» **WRITTEN EXERCISE**: Put everything from the line containing "Note: for each instance of the go4awalk.com" down to the line containing "point(526, 285)", both included, into a JSON list of strings, one string per line, leaving out any blank lines.

[Position annotation records]

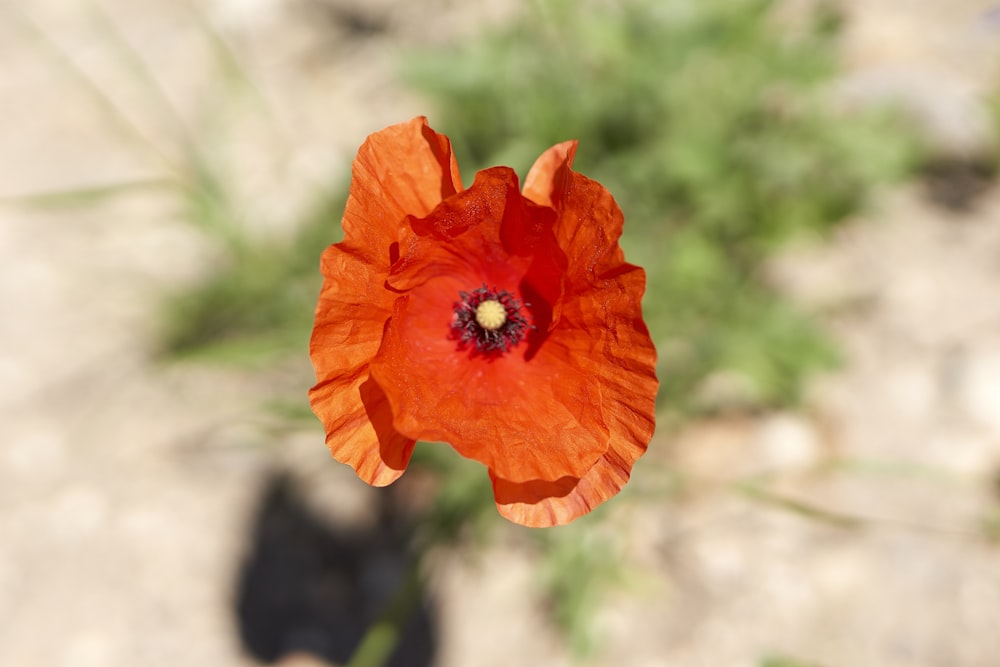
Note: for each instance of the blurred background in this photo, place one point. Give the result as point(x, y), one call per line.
point(811, 186)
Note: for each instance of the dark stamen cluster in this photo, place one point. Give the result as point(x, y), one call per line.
point(469, 331)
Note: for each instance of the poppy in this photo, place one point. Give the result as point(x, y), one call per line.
point(501, 320)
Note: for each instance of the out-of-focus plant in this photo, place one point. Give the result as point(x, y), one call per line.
point(714, 126)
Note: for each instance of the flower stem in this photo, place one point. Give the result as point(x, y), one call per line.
point(382, 637)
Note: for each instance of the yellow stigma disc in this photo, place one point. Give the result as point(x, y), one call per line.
point(491, 315)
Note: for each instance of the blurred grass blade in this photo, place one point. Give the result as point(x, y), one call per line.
point(86, 195)
point(117, 119)
point(140, 72)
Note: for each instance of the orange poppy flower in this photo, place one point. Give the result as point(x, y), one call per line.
point(504, 322)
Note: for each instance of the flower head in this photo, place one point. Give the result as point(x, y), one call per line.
point(501, 320)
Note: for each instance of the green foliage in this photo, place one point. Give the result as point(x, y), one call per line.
point(711, 125)
point(579, 565)
point(259, 305)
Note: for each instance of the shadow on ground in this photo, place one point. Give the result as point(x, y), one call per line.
point(309, 587)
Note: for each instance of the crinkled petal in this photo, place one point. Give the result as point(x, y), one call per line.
point(405, 169)
point(350, 319)
point(602, 294)
point(548, 177)
point(626, 374)
point(531, 413)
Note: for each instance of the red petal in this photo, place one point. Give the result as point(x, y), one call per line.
point(405, 169)
point(534, 412)
point(350, 318)
point(603, 294)
point(625, 370)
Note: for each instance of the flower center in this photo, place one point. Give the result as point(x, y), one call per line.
point(491, 314)
point(489, 320)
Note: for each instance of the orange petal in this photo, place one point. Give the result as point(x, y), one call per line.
point(626, 374)
point(531, 413)
point(405, 169)
point(350, 318)
point(547, 179)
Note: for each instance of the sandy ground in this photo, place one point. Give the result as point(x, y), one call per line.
point(132, 492)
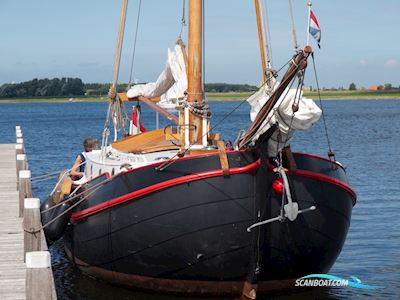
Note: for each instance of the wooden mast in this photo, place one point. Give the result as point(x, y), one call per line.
point(195, 61)
point(261, 40)
point(120, 38)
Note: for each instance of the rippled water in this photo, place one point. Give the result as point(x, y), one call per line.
point(365, 135)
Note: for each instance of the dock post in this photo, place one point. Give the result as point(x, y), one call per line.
point(25, 188)
point(31, 225)
point(39, 276)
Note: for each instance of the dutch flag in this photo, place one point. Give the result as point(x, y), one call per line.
point(314, 28)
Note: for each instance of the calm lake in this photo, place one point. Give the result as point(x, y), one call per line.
point(365, 135)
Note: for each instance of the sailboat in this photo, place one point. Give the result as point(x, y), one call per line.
point(177, 210)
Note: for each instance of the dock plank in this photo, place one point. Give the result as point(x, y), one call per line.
point(12, 266)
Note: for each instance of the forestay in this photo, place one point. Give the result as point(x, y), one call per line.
point(282, 114)
point(174, 75)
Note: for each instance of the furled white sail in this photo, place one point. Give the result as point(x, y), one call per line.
point(283, 115)
point(174, 75)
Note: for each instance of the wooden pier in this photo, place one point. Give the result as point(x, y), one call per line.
point(19, 214)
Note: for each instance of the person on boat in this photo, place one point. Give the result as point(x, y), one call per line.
point(78, 169)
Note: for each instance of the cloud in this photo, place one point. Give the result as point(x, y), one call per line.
point(391, 63)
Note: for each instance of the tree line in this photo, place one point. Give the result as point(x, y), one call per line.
point(43, 88)
point(72, 87)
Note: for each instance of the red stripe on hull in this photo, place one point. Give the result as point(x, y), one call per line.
point(160, 186)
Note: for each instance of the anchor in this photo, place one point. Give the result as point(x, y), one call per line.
point(290, 210)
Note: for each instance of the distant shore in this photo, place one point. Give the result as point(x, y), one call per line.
point(230, 96)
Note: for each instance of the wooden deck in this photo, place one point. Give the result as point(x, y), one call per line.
point(12, 266)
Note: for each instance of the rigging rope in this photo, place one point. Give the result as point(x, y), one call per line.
point(294, 34)
point(134, 44)
point(330, 152)
point(180, 154)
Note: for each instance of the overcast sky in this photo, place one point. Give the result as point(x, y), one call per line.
point(76, 38)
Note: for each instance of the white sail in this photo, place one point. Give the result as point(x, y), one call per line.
point(174, 75)
point(282, 113)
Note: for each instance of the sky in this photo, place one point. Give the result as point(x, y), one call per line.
point(77, 38)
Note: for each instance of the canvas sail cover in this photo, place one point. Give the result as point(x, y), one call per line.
point(282, 114)
point(174, 75)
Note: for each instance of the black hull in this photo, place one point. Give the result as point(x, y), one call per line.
point(184, 229)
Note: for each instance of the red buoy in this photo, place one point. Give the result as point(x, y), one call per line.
point(277, 185)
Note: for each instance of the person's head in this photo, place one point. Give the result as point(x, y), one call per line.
point(88, 144)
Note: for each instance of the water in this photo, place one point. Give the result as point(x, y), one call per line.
point(363, 134)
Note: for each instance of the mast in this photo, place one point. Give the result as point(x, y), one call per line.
point(195, 61)
point(261, 39)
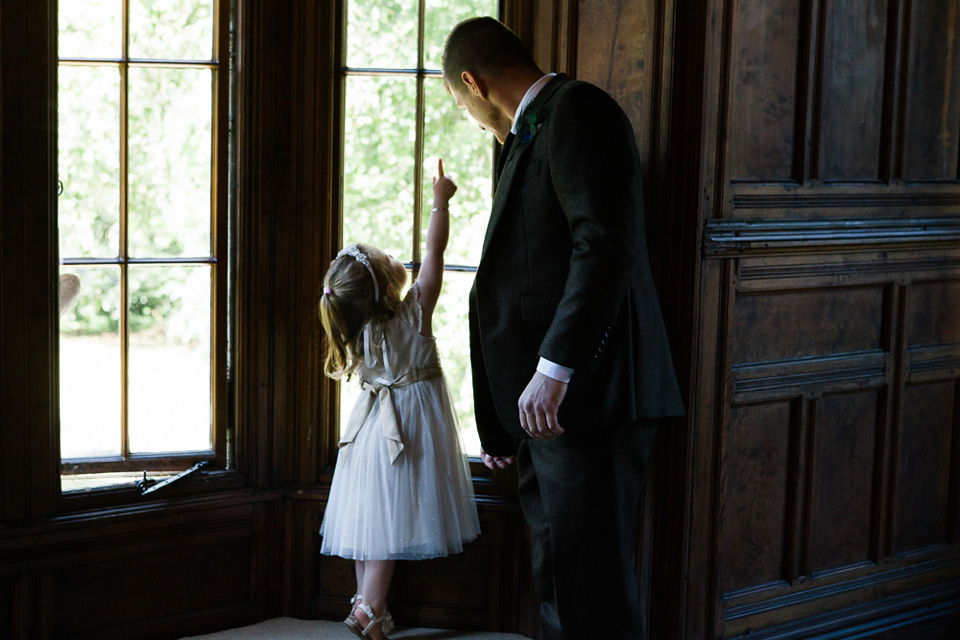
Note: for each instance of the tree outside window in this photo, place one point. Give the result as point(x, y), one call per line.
point(142, 217)
point(399, 120)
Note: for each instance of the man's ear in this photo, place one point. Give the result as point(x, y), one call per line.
point(475, 84)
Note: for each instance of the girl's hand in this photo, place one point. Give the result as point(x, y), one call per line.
point(443, 188)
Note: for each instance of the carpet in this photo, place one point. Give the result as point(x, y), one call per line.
point(294, 629)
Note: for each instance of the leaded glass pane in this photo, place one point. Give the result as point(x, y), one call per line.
point(90, 371)
point(90, 28)
point(89, 161)
point(379, 145)
point(169, 362)
point(382, 34)
point(171, 29)
point(467, 153)
point(169, 170)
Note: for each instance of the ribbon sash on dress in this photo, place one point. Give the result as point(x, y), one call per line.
point(380, 389)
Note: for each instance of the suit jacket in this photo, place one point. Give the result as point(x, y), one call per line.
point(564, 273)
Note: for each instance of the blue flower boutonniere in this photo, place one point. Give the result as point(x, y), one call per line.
point(530, 124)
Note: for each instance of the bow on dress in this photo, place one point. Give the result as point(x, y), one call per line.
point(379, 389)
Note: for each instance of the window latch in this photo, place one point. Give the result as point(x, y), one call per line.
point(148, 485)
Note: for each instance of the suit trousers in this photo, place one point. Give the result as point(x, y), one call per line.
point(580, 496)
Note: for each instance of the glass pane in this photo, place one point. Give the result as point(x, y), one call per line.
point(451, 327)
point(90, 28)
point(90, 366)
point(379, 141)
point(89, 152)
point(442, 16)
point(171, 29)
point(382, 34)
point(467, 153)
point(169, 362)
point(169, 162)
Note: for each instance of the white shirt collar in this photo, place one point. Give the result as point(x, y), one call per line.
point(528, 98)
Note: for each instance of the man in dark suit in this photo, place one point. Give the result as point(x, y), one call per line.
point(571, 368)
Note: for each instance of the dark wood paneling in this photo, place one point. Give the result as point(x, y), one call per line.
point(764, 89)
point(134, 593)
point(6, 605)
point(845, 498)
point(931, 139)
point(29, 440)
point(933, 313)
point(754, 496)
point(854, 57)
point(925, 465)
point(828, 318)
point(802, 324)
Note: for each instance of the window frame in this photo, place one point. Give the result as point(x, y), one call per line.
point(481, 474)
point(219, 260)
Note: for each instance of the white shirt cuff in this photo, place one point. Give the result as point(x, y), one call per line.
point(554, 370)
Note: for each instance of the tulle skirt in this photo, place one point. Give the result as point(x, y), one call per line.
point(421, 506)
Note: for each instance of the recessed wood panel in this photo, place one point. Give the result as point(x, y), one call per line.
point(933, 313)
point(6, 607)
point(932, 85)
point(928, 426)
point(800, 324)
point(855, 33)
point(753, 498)
point(135, 590)
point(763, 107)
point(615, 51)
point(842, 510)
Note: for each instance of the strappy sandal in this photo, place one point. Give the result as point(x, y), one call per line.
point(353, 623)
point(351, 619)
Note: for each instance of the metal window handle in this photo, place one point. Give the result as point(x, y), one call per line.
point(149, 486)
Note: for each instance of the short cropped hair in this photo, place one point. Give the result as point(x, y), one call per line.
point(483, 45)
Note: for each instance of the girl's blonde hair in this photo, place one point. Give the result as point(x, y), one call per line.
point(348, 303)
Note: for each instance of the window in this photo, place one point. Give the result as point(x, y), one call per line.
point(142, 133)
point(399, 120)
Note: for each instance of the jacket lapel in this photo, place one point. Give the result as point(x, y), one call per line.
point(509, 160)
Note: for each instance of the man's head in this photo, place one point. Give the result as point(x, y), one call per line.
point(485, 66)
point(483, 46)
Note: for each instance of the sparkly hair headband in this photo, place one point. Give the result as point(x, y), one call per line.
point(362, 258)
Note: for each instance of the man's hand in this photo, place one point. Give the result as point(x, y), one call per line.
point(495, 462)
point(539, 404)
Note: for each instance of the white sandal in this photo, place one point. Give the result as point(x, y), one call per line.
point(385, 621)
point(351, 620)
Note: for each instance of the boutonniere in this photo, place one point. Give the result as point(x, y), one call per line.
point(530, 124)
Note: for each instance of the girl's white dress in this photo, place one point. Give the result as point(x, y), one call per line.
point(401, 488)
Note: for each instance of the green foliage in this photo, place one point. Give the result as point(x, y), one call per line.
point(168, 157)
point(380, 144)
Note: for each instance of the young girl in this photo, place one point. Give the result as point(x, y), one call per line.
point(401, 488)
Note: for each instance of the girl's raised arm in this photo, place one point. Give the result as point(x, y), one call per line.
point(438, 231)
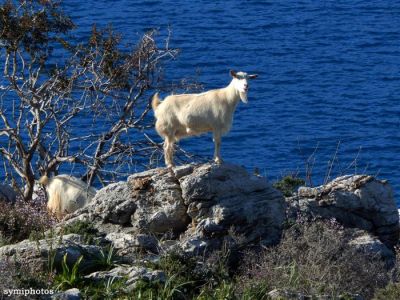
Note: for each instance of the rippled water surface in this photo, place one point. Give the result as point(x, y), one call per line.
point(328, 74)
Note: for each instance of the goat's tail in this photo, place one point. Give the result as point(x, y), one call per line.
point(155, 102)
point(44, 180)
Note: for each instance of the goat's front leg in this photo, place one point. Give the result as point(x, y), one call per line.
point(169, 152)
point(217, 149)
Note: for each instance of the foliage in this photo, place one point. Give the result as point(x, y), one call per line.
point(24, 219)
point(391, 291)
point(51, 82)
point(70, 277)
point(314, 258)
point(107, 259)
point(288, 185)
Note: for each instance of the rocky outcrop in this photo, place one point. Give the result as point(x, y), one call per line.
point(355, 201)
point(196, 207)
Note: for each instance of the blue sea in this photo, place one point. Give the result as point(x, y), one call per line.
point(327, 96)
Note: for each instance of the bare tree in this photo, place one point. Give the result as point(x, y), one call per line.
point(51, 86)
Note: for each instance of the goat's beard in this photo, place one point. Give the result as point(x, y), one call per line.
point(243, 96)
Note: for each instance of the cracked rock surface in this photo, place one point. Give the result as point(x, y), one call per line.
point(198, 206)
point(359, 201)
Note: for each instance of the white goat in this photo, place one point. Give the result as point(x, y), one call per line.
point(66, 194)
point(180, 116)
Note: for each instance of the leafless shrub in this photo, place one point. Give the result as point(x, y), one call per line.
point(50, 84)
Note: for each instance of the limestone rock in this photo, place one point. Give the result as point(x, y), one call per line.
point(356, 201)
point(219, 201)
point(372, 246)
point(225, 200)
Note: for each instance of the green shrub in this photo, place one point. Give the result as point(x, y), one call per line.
point(314, 258)
point(288, 185)
point(70, 277)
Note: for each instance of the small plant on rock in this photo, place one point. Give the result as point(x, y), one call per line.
point(69, 278)
point(288, 185)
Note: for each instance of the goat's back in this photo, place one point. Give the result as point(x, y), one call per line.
point(200, 112)
point(72, 192)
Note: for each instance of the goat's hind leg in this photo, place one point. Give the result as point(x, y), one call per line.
point(169, 152)
point(217, 149)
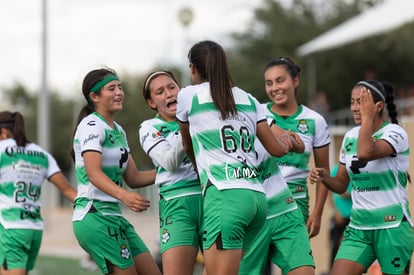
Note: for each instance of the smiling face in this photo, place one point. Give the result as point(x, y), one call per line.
point(163, 96)
point(110, 99)
point(356, 104)
point(280, 86)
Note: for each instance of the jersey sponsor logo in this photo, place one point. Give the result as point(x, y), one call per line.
point(396, 262)
point(360, 178)
point(89, 138)
point(14, 151)
point(349, 146)
point(23, 167)
point(288, 164)
point(164, 131)
point(367, 189)
point(390, 218)
point(397, 137)
point(125, 251)
point(91, 123)
point(289, 200)
point(156, 135)
point(299, 189)
point(144, 138)
point(234, 238)
point(303, 126)
point(235, 117)
point(241, 172)
point(165, 236)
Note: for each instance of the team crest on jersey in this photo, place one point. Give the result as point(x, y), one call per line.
point(125, 252)
point(165, 236)
point(303, 126)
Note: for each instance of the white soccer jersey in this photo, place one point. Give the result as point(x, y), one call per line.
point(313, 130)
point(22, 173)
point(94, 134)
point(224, 149)
point(183, 180)
point(379, 196)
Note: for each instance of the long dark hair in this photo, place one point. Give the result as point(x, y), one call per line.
point(210, 60)
point(88, 83)
point(14, 122)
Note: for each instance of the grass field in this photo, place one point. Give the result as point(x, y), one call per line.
point(46, 265)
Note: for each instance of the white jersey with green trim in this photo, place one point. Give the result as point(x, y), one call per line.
point(313, 130)
point(224, 149)
point(23, 171)
point(94, 134)
point(379, 195)
point(183, 180)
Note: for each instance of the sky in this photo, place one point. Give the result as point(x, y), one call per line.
point(130, 36)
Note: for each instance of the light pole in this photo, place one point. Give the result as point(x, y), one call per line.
point(50, 195)
point(185, 15)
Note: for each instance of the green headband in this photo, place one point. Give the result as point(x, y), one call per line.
point(99, 85)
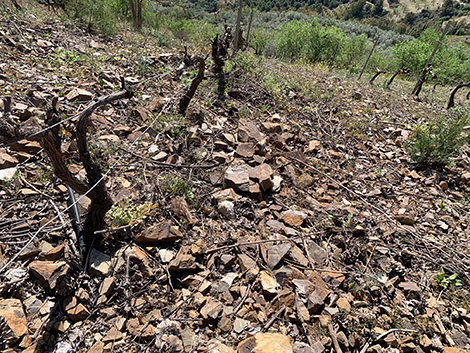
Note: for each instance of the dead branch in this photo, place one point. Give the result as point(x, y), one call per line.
point(332, 333)
point(50, 141)
point(451, 101)
point(16, 5)
point(184, 102)
point(273, 318)
point(378, 72)
point(301, 319)
point(402, 71)
point(219, 50)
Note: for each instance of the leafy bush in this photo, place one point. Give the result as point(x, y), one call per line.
point(96, 15)
point(291, 39)
point(125, 212)
point(259, 40)
point(437, 143)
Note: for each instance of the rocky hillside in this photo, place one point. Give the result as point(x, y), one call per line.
point(283, 218)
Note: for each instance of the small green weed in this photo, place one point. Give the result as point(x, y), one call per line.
point(44, 175)
point(67, 56)
point(174, 185)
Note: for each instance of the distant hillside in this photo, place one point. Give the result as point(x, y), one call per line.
point(404, 16)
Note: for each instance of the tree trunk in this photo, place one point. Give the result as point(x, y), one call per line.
point(49, 139)
point(368, 58)
point(184, 101)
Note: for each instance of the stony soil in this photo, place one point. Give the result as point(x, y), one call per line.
point(285, 218)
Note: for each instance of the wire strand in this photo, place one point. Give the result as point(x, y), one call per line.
point(92, 187)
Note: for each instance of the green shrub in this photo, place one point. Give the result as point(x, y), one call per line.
point(291, 39)
point(434, 145)
point(259, 40)
point(96, 15)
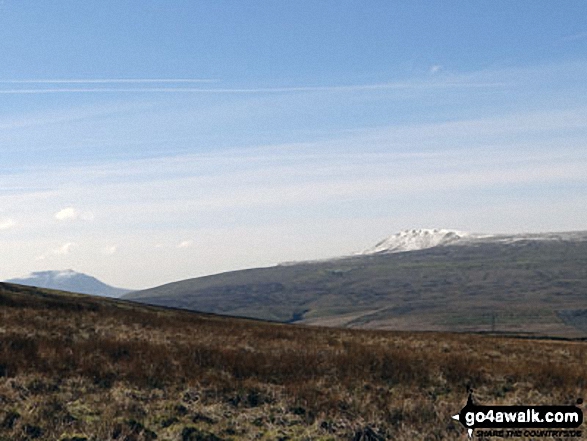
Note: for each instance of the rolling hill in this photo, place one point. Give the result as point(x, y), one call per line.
point(69, 280)
point(82, 368)
point(519, 283)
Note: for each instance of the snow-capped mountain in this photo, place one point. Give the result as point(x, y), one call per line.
point(417, 239)
point(420, 239)
point(69, 280)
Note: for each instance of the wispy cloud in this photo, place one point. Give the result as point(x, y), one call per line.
point(109, 81)
point(185, 244)
point(7, 223)
point(408, 85)
point(60, 251)
point(110, 250)
point(71, 214)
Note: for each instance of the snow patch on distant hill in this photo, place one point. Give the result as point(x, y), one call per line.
point(417, 239)
point(420, 239)
point(69, 280)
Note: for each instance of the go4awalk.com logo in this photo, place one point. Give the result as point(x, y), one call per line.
point(521, 421)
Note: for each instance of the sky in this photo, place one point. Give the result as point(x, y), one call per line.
point(149, 141)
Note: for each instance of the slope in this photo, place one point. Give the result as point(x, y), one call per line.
point(76, 367)
point(69, 280)
point(526, 285)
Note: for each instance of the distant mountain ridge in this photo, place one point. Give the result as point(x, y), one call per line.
point(411, 240)
point(69, 280)
point(415, 280)
point(420, 239)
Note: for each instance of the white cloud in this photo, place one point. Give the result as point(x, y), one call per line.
point(110, 250)
point(435, 69)
point(70, 213)
point(62, 250)
point(6, 223)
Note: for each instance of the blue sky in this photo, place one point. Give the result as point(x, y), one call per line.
point(147, 141)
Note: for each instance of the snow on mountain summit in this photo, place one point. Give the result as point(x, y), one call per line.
point(69, 280)
point(416, 239)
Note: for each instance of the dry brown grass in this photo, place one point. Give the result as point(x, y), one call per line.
point(74, 367)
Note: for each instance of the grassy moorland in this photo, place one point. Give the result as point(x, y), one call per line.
point(527, 286)
point(75, 367)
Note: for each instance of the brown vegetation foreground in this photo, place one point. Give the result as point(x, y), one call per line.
point(76, 367)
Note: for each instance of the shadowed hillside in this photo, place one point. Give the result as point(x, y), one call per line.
point(526, 286)
point(75, 367)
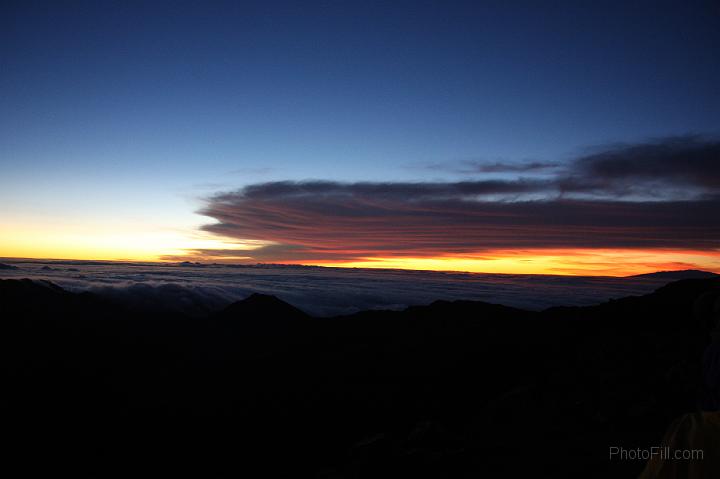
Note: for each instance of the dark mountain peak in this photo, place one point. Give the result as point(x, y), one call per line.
point(262, 305)
point(678, 274)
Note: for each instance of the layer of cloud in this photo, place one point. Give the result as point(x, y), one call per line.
point(664, 194)
point(197, 291)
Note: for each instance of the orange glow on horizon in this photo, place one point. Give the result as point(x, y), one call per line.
point(581, 262)
point(141, 244)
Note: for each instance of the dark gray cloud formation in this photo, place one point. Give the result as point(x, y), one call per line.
point(663, 194)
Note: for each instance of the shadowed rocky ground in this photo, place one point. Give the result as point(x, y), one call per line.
point(452, 389)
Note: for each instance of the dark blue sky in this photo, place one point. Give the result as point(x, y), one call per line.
point(138, 106)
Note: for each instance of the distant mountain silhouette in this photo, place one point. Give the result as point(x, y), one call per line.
point(451, 389)
point(676, 275)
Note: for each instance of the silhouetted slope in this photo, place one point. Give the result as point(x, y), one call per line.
point(677, 275)
point(452, 389)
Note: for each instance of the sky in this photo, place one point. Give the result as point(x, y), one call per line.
point(521, 137)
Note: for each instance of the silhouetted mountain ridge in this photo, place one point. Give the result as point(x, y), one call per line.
point(451, 389)
point(677, 275)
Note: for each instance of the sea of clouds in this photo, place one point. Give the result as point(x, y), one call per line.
point(200, 289)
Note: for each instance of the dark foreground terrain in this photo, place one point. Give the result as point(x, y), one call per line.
point(453, 389)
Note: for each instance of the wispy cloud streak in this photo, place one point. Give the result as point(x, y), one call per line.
point(656, 195)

» **SOLUTION FOR THIS TASK**:
[
  "Note: for each instance of the go4awalk.com logo in this photo, place one point. Give the result as point(x, y), one call per line.",
  "point(521, 421)",
  "Note: for each instance of the sky in this photo, place one point. Give the result as point(x, y), one call per line.",
  "point(149, 141)",
  "Note: for each instance of the slope in this photo, place one point. Give the result as point(x, y), one call per line.",
  "point(76, 367)",
  "point(69, 280)",
  "point(526, 285)"
]